## TEXT UNDER STUDY
::::::::

After that I sat back, thinking, drinking. They say that’s a bad combination. Sam said that. I said it’s thinking and not drinking, problem. I was looming, thoughts, words, ideas…I am a girl. I have limitations. Sure, I’m rather fiercely feminine. Strong for a girl…why I sex prowess and puissance over a man’s physical, that analyzing and reflecting in the swimming tank of my wet brain. Enamored by this feeling. My eyes repeatedly traced the limbs, forms, slopes of Sam cracking his knuckles, sternum. His pumped lats flexing through tight black T each time he hit a consonant. His deep growl, gruff, commanding voice: “Most important, just know I got your back. Remember: people do weird shit, drugs, and money in frame, they can’t help it. People have a low threshold for survival sometimes. So don’t invite it.”
“Trust me, Son, we’ll be in flowing in no time,” Sam to Jess.
I heard that, “son” and I wanted Sam to look at me like he looked at Jess. Desire: be seen as a solid partner, a comrade, a soldier. The way boys are with each other. I am so easily shiftable, so watery, so independent, never formed a tribe or group with anyone…I want to walk into a room and tell people what to do and they will listen…Like Sam can…
I couldn’t shake it. This incessant feeling. The lingering I’d woken up with, from my dream the night before, like something had been stolen from me and I wanted it back. Something gone. Only this was real. Cold, hard. I could touch it. I couldn’t reach it: Money. Money was the thing I thought I wanted, right then. I wanted what I felt was mine. I didn’t know then that money was just a symbol for something else.
The OTHER WE DO NOT KNOW/ SPIRITUAL GROWTH THROUGH EXPERIENCE
As Charmay overcomes each difficult situation, we experience her growing into a deeper level of self-awareness. Seeing herself through other people’s eyes (Dr Ski, Sam, Rex, Female Police Officer). Putting herself in a vulnerable place singing her songs live. Letting go of the co- dependence with Sam. She starts to search for a way to health.
I don’t claim, or care to be able to, scientifically—I mean, who can really prove anything. We live in a world of constantly changing vibrations; instinctively moving toward, pushing away, expounding off of, forming pattern, falling apart. Energy never dies; it only transforms. There is no real proof or way to cement a finite moment and call it ‘real.’ Perception is variable and is constantly changing, forward desire, backward glance, present realm.
I don’t know much, or claim to. I know what I’ve seen, what I feel. I’d buy options on betting: In our deepest unconscious hour—our soul decorates.

::::::::

## RECORDED DATA
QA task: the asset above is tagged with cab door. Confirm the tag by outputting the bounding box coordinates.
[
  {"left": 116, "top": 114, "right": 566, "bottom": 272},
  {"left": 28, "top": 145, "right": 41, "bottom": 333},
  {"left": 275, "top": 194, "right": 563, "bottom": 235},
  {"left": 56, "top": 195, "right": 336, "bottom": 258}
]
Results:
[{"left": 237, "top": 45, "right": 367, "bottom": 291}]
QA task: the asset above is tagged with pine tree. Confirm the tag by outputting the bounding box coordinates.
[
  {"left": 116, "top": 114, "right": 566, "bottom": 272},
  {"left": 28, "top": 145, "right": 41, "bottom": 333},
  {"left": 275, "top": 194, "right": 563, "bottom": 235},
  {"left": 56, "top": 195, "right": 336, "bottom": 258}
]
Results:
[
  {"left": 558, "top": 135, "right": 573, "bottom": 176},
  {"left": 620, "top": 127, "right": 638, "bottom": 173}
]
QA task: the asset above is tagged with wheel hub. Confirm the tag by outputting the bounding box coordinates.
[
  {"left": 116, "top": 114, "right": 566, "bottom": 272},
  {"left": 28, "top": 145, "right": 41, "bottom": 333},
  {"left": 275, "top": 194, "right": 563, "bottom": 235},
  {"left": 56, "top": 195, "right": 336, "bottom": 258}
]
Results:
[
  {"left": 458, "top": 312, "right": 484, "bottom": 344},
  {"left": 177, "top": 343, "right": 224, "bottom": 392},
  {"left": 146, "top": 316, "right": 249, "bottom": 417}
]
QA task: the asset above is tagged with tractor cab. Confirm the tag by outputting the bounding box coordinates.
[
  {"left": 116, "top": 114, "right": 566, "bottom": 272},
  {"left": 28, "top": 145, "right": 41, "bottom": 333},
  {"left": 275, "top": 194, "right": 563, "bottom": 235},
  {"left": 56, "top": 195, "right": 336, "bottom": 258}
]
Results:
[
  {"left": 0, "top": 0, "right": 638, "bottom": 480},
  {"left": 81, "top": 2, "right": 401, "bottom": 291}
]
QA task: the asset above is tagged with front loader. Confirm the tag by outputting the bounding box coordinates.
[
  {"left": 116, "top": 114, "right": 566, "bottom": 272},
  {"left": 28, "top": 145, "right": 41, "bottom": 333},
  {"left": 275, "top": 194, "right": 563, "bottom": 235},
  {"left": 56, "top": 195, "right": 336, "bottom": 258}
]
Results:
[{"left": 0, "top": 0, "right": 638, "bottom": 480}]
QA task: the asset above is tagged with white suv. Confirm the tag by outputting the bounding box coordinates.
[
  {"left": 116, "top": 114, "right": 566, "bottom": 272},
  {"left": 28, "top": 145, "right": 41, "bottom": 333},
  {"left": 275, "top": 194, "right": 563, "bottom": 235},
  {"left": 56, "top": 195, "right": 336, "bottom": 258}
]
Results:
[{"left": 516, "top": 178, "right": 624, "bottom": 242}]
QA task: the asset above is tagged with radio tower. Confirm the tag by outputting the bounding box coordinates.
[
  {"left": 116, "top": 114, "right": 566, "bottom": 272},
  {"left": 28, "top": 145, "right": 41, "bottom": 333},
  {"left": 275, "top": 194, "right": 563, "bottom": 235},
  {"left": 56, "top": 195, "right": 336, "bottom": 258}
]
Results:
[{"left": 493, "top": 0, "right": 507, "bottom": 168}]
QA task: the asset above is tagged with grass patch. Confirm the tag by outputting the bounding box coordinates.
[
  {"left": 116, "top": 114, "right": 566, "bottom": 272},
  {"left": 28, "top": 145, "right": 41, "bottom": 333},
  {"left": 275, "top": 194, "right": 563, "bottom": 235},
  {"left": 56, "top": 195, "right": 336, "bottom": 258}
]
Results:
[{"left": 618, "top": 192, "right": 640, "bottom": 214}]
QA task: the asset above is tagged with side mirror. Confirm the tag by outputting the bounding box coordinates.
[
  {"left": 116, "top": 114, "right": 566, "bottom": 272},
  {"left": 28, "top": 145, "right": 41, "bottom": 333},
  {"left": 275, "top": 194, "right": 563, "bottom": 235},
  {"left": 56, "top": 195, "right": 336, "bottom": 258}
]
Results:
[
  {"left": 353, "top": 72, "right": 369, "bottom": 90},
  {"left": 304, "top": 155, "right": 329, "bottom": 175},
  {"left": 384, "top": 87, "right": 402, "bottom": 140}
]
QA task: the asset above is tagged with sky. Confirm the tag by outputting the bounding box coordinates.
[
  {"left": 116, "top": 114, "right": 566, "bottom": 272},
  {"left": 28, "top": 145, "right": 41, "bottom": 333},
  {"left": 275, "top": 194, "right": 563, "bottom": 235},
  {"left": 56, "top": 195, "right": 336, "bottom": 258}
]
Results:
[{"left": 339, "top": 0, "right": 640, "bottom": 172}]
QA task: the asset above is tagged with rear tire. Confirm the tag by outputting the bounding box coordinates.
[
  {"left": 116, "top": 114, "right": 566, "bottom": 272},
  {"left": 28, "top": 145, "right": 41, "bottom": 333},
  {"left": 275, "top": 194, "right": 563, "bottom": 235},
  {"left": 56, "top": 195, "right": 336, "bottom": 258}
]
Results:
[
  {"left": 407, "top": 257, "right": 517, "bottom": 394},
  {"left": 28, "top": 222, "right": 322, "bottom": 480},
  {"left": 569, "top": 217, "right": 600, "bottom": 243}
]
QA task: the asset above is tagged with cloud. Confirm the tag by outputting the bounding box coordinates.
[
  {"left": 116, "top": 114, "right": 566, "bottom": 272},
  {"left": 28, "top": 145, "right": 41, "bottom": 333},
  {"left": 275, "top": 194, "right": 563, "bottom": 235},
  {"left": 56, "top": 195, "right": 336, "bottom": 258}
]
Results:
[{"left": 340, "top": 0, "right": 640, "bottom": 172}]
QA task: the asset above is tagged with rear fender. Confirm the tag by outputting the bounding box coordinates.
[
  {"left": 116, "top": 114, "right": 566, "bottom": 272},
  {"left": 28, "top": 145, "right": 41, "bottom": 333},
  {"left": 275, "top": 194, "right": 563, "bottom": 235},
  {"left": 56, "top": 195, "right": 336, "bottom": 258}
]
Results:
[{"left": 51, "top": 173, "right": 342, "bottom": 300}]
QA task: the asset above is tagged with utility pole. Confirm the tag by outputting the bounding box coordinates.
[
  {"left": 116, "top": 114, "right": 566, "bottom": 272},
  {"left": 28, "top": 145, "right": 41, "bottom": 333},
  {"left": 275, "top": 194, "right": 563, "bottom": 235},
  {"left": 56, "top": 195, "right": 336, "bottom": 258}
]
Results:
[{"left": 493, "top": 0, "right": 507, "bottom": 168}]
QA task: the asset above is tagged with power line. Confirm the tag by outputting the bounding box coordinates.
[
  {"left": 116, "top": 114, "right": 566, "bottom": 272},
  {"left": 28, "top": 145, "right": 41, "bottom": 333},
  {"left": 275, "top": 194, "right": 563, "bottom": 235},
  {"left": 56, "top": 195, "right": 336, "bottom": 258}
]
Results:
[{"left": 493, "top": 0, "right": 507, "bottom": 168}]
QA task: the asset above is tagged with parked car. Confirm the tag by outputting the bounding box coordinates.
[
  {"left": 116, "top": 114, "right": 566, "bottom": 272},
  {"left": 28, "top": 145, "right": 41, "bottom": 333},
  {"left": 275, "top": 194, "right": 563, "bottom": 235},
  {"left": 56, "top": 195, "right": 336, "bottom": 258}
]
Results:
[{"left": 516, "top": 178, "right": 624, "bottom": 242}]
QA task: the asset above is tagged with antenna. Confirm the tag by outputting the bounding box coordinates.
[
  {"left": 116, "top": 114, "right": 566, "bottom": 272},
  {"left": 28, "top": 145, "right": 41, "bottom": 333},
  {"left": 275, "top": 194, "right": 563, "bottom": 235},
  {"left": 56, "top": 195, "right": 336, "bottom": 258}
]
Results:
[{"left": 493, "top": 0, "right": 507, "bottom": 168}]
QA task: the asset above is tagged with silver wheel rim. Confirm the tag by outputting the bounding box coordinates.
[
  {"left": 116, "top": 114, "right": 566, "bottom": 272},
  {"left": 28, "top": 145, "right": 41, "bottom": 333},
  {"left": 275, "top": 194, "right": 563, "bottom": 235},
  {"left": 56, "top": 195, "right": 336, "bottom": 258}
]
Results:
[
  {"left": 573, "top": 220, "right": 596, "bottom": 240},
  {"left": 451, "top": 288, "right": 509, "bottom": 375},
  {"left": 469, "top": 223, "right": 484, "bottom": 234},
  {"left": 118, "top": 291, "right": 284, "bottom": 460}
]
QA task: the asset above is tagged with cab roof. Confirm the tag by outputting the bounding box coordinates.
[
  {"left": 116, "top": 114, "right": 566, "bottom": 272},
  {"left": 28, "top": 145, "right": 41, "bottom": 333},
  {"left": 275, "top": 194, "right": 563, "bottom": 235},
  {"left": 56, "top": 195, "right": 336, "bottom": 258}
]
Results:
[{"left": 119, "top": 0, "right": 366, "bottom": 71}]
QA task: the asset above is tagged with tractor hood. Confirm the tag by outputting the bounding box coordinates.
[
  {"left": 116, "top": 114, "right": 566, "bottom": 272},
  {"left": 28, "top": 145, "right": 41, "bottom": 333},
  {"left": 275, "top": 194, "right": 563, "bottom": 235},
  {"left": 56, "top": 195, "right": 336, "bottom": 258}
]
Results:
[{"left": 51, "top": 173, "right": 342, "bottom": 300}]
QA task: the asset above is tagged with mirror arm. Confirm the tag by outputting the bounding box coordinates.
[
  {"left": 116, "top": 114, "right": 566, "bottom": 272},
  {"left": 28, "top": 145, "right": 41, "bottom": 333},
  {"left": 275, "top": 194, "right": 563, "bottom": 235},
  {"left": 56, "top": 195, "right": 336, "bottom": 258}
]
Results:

::::::::

## ASSIGNED TASK A
In the narrative excerpt, through whose eyes does Charmay see herself?
## ASSIGNED TASK B
Rewrite the paragraph of the narrative excerpt that begins "As Charmay overcomes each difficult situation" as a bulleted list, keeping its main facts.
## ASSIGNED TASK C
Continue the narrative excerpt from its last sentence.

## WRITTEN RESPONSE A
Dr Ski, Sam, Rex, and a female police officer.

## WRITTEN RESPONSE B
- As Charmay overcomes each difficult situation, she grows into a deeper level of self-awareness.
- She sees herself through other people's eyes: Dr Ski, Sam, Rex, and a female police officer.
- She makes herself vulnerable by singing her songs live.
- She lets go of her co-dependence with Sam.
- She starts to search for a way to health.

## WRITTEN RESPONSE C
Who knows how—yet it is possible: We humans do know it all. In the unconscious pool, the space that all of life resonates: Life’s vibration carries a vast knowledge, and we each are being guided on some levels by soul intuition.
And,
Rex’s words reminded me of a woman I didn’t know anything about, but whose every move I felt I had known the whole of existence, since conception. Maybe life is one big funhouse mirror, glaring back at me my innermost spiderweb chaos, I thought.In each of us there is another self we do not know. There is a formless form that wants to make itself form.
SKINLESS SUPER SUBPLOTS.
GUN VIOLENCE- Walther PPk.
FASHION / SOCIETY – Chanel. Fifth Avenue Shopping, dining, hotels.
HUMOR- Surprise surprise! There is lots of comedy throughout! Especially with the Dr Ski Therapy appointment and then Dr. Doggie. Diamond shopping with Stringbean. Sam and Charmay have some fun games. Charmay’s sharp perceptive, and satirical nature allows the reader to hear how she sees the world from within her private, silent inner mind.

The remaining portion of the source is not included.